■ Source extract
^^^^^^^^^^^^^^^^
Compute the schedule which gives the maximum number of points

Here is the problem statement. Let $$E_1,...,E_n$$ be a set of $$n$$ exercises, each taking 1 day to solve, and suppose we have $$n$$ days available to solve the exercises. Each exercise $$E_i$$ has a deadline $$D[i]$$ associated to it, which is an integer in the range $$0...n - 1$$. Each exercise $$E_i$$ must either be solved on a day $$d$$ with $$d \leq D[i]$$ (so that it meets its deadline) or it should not be solved at all. When we solve exercise $$E_i$$, we receive $$P[i]$$ points. The goal is to compute a schedule for solving exercises such that the total number of points scored is maximised.

To solve the problem I follow a greedy strategy. Working backwards, starting from day $$n$$, I choose the exercise with the maximum number of points achievable whose deadline has not passed yet and decrement $$n$$ by one, then find the next exercise with the maximum number of points whose deadline has not passed yet and so on.

We prove this strategy results in an optimal solution. Let $$d$$ be the current day and $$s^*$$ be the exercise which gives the most points whose deadline has not passed yet, so $$D[s^*] \geq d$$. Let $$OPT$$ be the optimum solution, i.e. the maximum number of points achievable. We consider two cases. The first being that $$s^*$$ is in the optimum solution $$OPT$$. In this case we are done. Now, we consider the case where $$s^*$$ is not in the optimum solution $$OPT$$. Let $$s'$$ be different from $$s^*$$ and $$s' \in OPT$$. Now we replace $$s'$$ with $$s^*$$ to construct another solution $$OPT^*$$:

$$OPT^* = OPT - P[s'] + P[s^*]$$

Then, since $$P[s'] \leq P[s^*]$$ we have that:

$$OPT^* \geq OPT$$

And so by choosing exercise $$s^*$$ instead of $$s'$$ we can improve the solution $$OPT$$ to $$OPT^*$$, contradicting the fact that $$OPT$$ is optimal. And so $$OPT$$ must contain exercise $$s^*$$. This concludes the proof.
^^^^^^^^^^^^^^^^
■ Source information
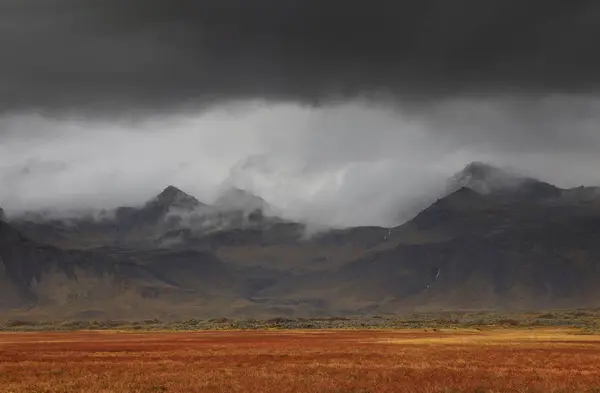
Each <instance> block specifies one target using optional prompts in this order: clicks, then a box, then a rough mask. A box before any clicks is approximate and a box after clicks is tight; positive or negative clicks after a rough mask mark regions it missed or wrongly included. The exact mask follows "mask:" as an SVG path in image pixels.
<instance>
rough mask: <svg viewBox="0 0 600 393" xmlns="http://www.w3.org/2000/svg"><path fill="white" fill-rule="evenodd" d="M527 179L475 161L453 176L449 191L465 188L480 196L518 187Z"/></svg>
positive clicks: (500, 169)
mask: <svg viewBox="0 0 600 393" xmlns="http://www.w3.org/2000/svg"><path fill="white" fill-rule="evenodd" d="M526 180H527V178H525V177H523V176H520V175H517V174H515V173H510V172H508V171H506V170H504V169H500V168H498V167H495V166H493V165H490V164H486V163H484V162H480V161H475V162H471V163H470V164H467V165H466V166H465V168H464V169H463V170H462V171H460V172H459V173H457V174H456V175H454V176H453V177H452V178H451V179H450V181H449V185H448V187H449V191H454V190H457V189H460V188H461V187H467V188H470V189H472V190H474V191H477V192H478V193H480V194H489V193H492V192H495V191H499V190H505V189H512V188H516V187H518V186H519V185H520V184H521V183H522V182H524V181H526Z"/></svg>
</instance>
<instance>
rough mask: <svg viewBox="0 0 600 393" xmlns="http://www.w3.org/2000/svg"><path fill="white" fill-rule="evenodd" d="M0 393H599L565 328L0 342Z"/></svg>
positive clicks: (146, 337)
mask: <svg viewBox="0 0 600 393" xmlns="http://www.w3.org/2000/svg"><path fill="white" fill-rule="evenodd" d="M0 391H2V392H12V393H25V392H28V393H29V392H32V393H33V392H35V393H42V392H62V393H71V392H83V393H90V392H99V393H107V392H118V393H125V392H139V393H151V392H174V393H175V392H223V393H230V392H253V393H262V392H264V393H269V392H277V393H280V392H315V393H316V392H319V393H320V392H340V393H341V392H409V393H410V392H564V393H566V392H600V336H596V335H591V334H583V333H582V332H579V331H577V330H574V329H550V328H529V329H500V328H496V329H493V328H490V329H483V330H478V329H471V330H469V329H454V330H446V331H444V330H442V331H425V330H423V329H418V330H417V329H412V330H411V329H406V330H315V331H307V330H289V331H281V330H271V331H220V332H216V331H212V332H211V331H207V332H146V333H138V332H116V331H104V332H95V331H87V332H86V331H81V332H55V333H2V334H0Z"/></svg>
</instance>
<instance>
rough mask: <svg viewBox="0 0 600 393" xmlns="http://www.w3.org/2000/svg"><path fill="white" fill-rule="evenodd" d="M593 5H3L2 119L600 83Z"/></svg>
mask: <svg viewBox="0 0 600 393" xmlns="http://www.w3.org/2000/svg"><path fill="white" fill-rule="evenodd" d="M597 37H600V2H598V1H594V0H589V1H585V0H569V1H548V0H530V1H523V0H456V1H448V0H419V1H417V0H415V1H392V0H389V1H383V0H379V1H378V0H371V1H332V0H330V1H327V0H251V1H250V0H195V1H194V0H145V1H133V0H121V1H117V0H0V51H1V52H0V53H2V62H0V111H3V112H5V113H6V112H11V111H29V110H40V111H44V110H47V111H50V112H54V111H56V112H58V113H61V112H64V111H67V112H74V113H87V112H88V111H92V112H96V113H104V112H107V113H114V112H119V111H132V110H144V109H147V110H151V111H154V110H160V111H161V112H162V111H166V110H171V109H174V108H178V107H182V106H186V105H187V104H193V107H197V105H212V104H217V103H222V102H224V101H229V100H239V99H250V98H262V99H268V100H275V101H283V100H291V101H297V102H302V103H320V102H330V101H337V100H345V99H350V98H355V97H357V96H369V95H374V96H379V95H382V96H385V97H387V98H393V99H394V100H396V101H403V102H407V101H409V102H414V101H417V102H421V100H430V99H432V98H433V99H435V98H448V97H456V96H471V95H489V94H491V95H496V96H497V95H508V96H512V95H520V96H524V95H525V96H530V95H533V96H538V95H540V94H541V95H545V94H550V93H561V94H564V93H569V94H572V93H584V92H587V93H589V92H595V91H596V90H597V89H598V88H599V87H600V73H599V72H598V71H597V70H598V68H599V67H600V52H598V51H597V50H596V43H597Z"/></svg>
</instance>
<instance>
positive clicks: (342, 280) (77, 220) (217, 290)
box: [0, 163, 600, 319]
mask: <svg viewBox="0 0 600 393" xmlns="http://www.w3.org/2000/svg"><path fill="white" fill-rule="evenodd" d="M424 204H425V205H428V207H427V208H425V209H424V210H422V211H420V212H419V213H418V214H416V215H415V216H414V218H412V219H411V220H409V221H407V222H405V223H401V224H400V225H398V226H396V227H393V228H382V227H354V228H344V229H330V230H326V231H322V232H319V233H311V232H309V231H307V227H306V224H304V223H300V222H294V221H291V220H288V219H285V218H283V217H281V216H280V214H278V212H277V208H276V207H274V206H271V205H270V204H269V203H268V202H267V201H265V200H263V199H262V198H260V197H258V196H255V195H252V194H250V193H248V192H245V191H243V190H239V189H231V190H229V191H227V192H225V193H224V194H223V195H222V196H221V198H219V199H218V200H217V201H216V202H215V203H213V204H211V205H207V204H204V203H202V202H201V201H199V200H197V199H196V198H194V197H193V196H191V195H188V194H187V193H185V192H184V191H182V190H179V189H178V188H176V187H173V186H169V187H167V188H166V189H165V190H164V191H162V192H161V193H160V194H159V195H157V196H156V197H154V198H152V199H151V200H149V201H148V202H146V203H145V204H144V205H142V206H135V207H122V208H119V209H116V210H114V211H106V212H102V213H100V214H96V215H95V216H93V217H92V216H81V217H78V218H71V219H58V218H56V217H53V216H52V215H47V214H44V213H40V212H29V213H26V214H21V215H18V216H14V215H11V214H9V213H10V212H7V213H6V214H5V213H3V212H1V211H0V311H1V312H2V313H3V315H6V316H12V315H19V316H23V315H25V316H27V317H28V318H31V319H35V318H38V319H101V318H112V319H135V318H140V319H141V318H163V319H169V318H171V319H175V318H204V317H208V318H212V317H243V318H255V317H256V318H259V317H261V318H263V317H272V316H297V317H300V316H306V317H315V316H334V315H340V316H341V315H358V314H366V315H375V314H386V313H401V312H405V311H414V310H428V311H431V310H448V309H452V310H457V309H482V310H483V309H485V310H502V309H533V308H538V309H541V308H571V307H576V308H583V307H600V188H598V187H579V188H573V189H561V188H558V187H556V186H554V185H551V184H548V183H545V182H542V181H539V180H536V179H532V178H527V177H524V176H520V175H518V174H513V173H509V172H508V171H505V170H502V169H499V168H496V167H493V166H490V165H487V164H483V163H471V164H469V165H467V166H466V167H465V168H464V170H463V171H461V172H460V173H458V174H457V175H456V176H454V177H453V178H451V179H449V181H448V184H447V188H446V191H445V192H444V193H443V194H442V195H439V196H438V198H437V200H436V198H435V197H434V198H433V200H432V201H430V202H427V203H424Z"/></svg>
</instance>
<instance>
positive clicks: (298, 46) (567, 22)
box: [0, 0, 600, 226]
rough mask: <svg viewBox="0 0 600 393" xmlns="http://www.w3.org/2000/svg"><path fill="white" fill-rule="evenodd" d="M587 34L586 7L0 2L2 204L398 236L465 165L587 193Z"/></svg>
mask: <svg viewBox="0 0 600 393" xmlns="http://www.w3.org/2000/svg"><path fill="white" fill-rule="evenodd" d="M598 36H600V3H599V2H597V1H593V0H573V1H568V2H567V1H563V2H548V1H543V0H532V1H527V2H523V1H517V0H483V1H482V0H458V1H452V2H450V1H445V0H421V1H384V0H381V1H379V0H375V1H369V2H364V1H362V2H359V1H346V2H334V1H322V0H321V1H317V0H289V1H280V0H277V1H276V0H253V1H245V0H218V1H217V0H195V1H193V0H146V1H135V2H134V1H132V0H119V1H117V0H87V1H82V0H4V1H0V53H2V54H3V56H2V62H0V206H2V207H4V208H5V210H6V211H7V213H9V214H14V212H18V211H23V210H30V209H44V208H58V209H62V210H65V209H71V208H75V209H78V208H110V207H116V206H120V205H134V204H140V203H143V202H144V201H145V200H147V199H148V198H150V197H152V196H153V195H155V194H157V193H158V192H160V190H161V189H162V188H164V187H165V186H167V185H169V184H173V185H176V186H178V187H180V188H182V189H184V190H186V191H189V192H190V193H192V194H194V195H195V196H197V197H198V198H199V199H201V200H203V201H206V202H210V201H212V200H214V199H215V198H216V195H217V194H218V191H219V190H220V189H223V188H226V187H228V186H237V187H239V188H243V189H247V190H248V191H251V192H255V193H256V194H258V195H260V196H261V197H263V198H265V199H266V200H267V201H268V202H270V203H272V204H274V205H276V206H278V207H280V208H281V209H283V211H284V212H285V213H286V215H288V216H290V217H292V218H300V219H305V220H309V221H313V222H318V223H321V224H325V225H342V226H343V225H358V224H361V225H368V224H377V225H392V224H394V223H396V222H397V221H398V220H399V219H402V218H408V217H409V216H410V215H411V214H413V212H414V211H415V210H416V209H417V208H419V207H421V206H422V205H423V203H425V202H424V201H428V200H429V199H430V198H432V197H435V196H437V192H438V191H439V189H440V188H441V187H443V185H444V183H445V179H446V178H447V177H448V176H450V175H452V174H453V173H454V172H456V171H458V170H460V169H461V168H462V167H463V166H464V165H465V164H467V163H468V162H470V161H473V160H479V161H485V162H490V163H493V164H498V165H502V166H506V165H508V166H510V167H514V168H515V170H517V171H518V172H521V173H524V174H525V175H530V176H537V177H540V178H541V179H543V180H546V181H550V182H553V183H556V184H557V185H559V186H564V187H570V186H578V185H580V184H591V185H597V184H598V183H600V175H598V173H597V169H596V168H598V167H600V158H599V157H600V132H598V129H599V126H600V115H599V114H600V98H599V97H600V92H599V91H598V90H599V89H600V72H598V70H599V69H600V52H598V51H597V50H596V41H597V40H596V39H595V38H596V37H598Z"/></svg>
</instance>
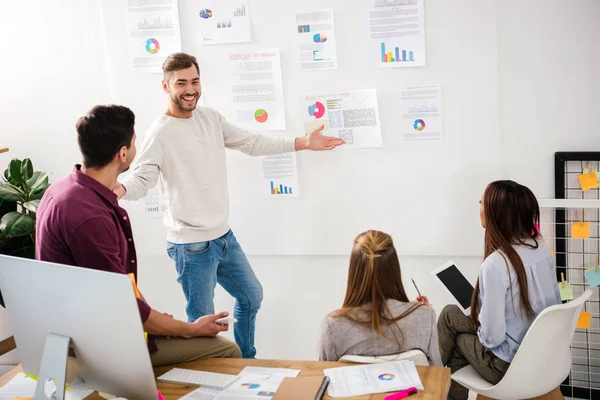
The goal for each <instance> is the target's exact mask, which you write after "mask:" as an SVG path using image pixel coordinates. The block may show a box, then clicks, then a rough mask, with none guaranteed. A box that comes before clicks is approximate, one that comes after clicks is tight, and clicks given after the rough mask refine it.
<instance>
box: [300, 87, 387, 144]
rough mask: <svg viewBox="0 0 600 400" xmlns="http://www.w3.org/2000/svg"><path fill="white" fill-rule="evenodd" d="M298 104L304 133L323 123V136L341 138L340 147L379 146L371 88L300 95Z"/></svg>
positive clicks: (378, 110)
mask: <svg viewBox="0 0 600 400" xmlns="http://www.w3.org/2000/svg"><path fill="white" fill-rule="evenodd" d="M300 104H301V107H302V109H301V115H302V120H303V121H304V132H305V133H310V132H311V131H313V130H315V129H317V128H319V127H320V126H321V125H323V126H324V127H325V129H324V130H323V134H324V135H328V136H334V137H339V138H342V139H344V141H345V142H346V144H345V145H344V146H343V147H357V148H358V147H381V146H383V142H382V139H381V126H380V123H379V109H378V107H377V93H376V91H375V89H366V90H354V91H351V92H346V93H336V94H328V95H317V96H303V97H302V98H301V100H300Z"/></svg>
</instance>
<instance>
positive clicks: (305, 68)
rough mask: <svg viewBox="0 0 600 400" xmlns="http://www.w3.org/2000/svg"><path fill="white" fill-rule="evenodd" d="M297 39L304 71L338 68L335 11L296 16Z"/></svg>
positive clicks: (300, 61) (301, 63)
mask: <svg viewBox="0 0 600 400" xmlns="http://www.w3.org/2000/svg"><path fill="white" fill-rule="evenodd" d="M296 38H297V41H298V51H299V53H300V69H301V70H302V71H306V70H323V69H336V68H337V51H336V44H335V28H334V23H333V10H324V11H316V12H307V13H298V14H296Z"/></svg>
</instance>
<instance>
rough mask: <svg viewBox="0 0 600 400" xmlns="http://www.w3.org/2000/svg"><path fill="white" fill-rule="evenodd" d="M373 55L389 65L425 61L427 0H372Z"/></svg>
mask: <svg viewBox="0 0 600 400" xmlns="http://www.w3.org/2000/svg"><path fill="white" fill-rule="evenodd" d="M370 1H371V8H370V9H369V12H368V18H369V21H368V24H369V25H368V26H369V31H368V34H369V38H368V40H369V58H370V61H371V64H373V65H376V66H380V67H386V68H400V67H416V66H423V65H425V18H424V7H423V1H424V0H370Z"/></svg>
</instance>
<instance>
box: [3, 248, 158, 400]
mask: <svg viewBox="0 0 600 400" xmlns="http://www.w3.org/2000/svg"><path fill="white" fill-rule="evenodd" d="M0 290H2V295H3V297H4V301H5V302H6V310H7V312H8V317H9V320H10V323H11V325H12V328H13V332H14V336H15V341H16V343H17V352H18V354H19V357H20V359H21V363H22V365H23V369H24V370H25V372H27V373H30V374H33V375H40V363H41V362H42V355H43V354H44V348H45V345H46V342H47V340H46V339H47V337H49V336H51V337H59V338H64V337H67V338H70V339H71V340H70V349H68V350H69V367H68V370H67V375H68V376H74V375H77V376H79V377H80V378H81V379H82V380H83V381H84V383H85V384H86V386H88V387H89V388H90V389H94V390H98V391H100V392H104V393H110V394H112V395H115V396H120V397H126V398H127V399H129V400H134V399H140V400H148V399H157V397H158V396H157V389H156V383H155V380H154V373H153V371H152V364H151V362H150V355H149V353H148V348H147V345H146V340H145V339H144V330H143V327H142V322H141V318H140V314H139V311H138V307H137V302H136V299H135V294H134V290H133V285H132V282H131V279H130V278H129V277H128V276H127V275H122V274H115V273H110V272H104V271H96V270H90V269H86V268H79V267H71V266H65V265H60V264H53V263H47V262H42V261H36V260H29V259H23V258H14V257H9V256H3V255H0ZM50 334H53V335H50ZM56 335H60V336H56ZM46 347H48V346H46ZM64 352H65V353H66V351H64ZM59 353H60V352H59ZM47 354H48V356H44V365H46V364H45V363H46V360H50V361H51V362H53V361H55V360H56V358H59V359H60V358H61V355H60V354H58V357H56V352H55V353H54V355H53V354H52V353H51V352H50V353H47ZM60 369H61V368H60V367H59V368H58V371H59V372H58V375H60ZM64 371H65V370H64V367H63V369H62V374H63V376H64ZM44 372H45V371H44ZM40 378H41V376H40ZM52 378H54V377H52Z"/></svg>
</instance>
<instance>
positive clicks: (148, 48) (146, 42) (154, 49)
mask: <svg viewBox="0 0 600 400" xmlns="http://www.w3.org/2000/svg"><path fill="white" fill-rule="evenodd" d="M158 50H160V44H159V43H158V40H156V39H154V38H150V39H148V40H146V51H147V52H148V53H150V54H156V53H158Z"/></svg>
^^^^^^^^^^^^^^^^
■ Your task
Please copy the part of the scheduling problem text starting at "And so by choosing" and ending at "concludes the proof.". The records aren't needed for this.

■ Written response
And so by choosing exercise $$s^*$$ instead of $$s'$$ we can improve the solution $$OPT$$ to $$OPT^*$$, contradicting the fact that $$OPT$$ is optimal. And so $$OPT$$ must contain exercise $$s^*$$. This concludes the proof.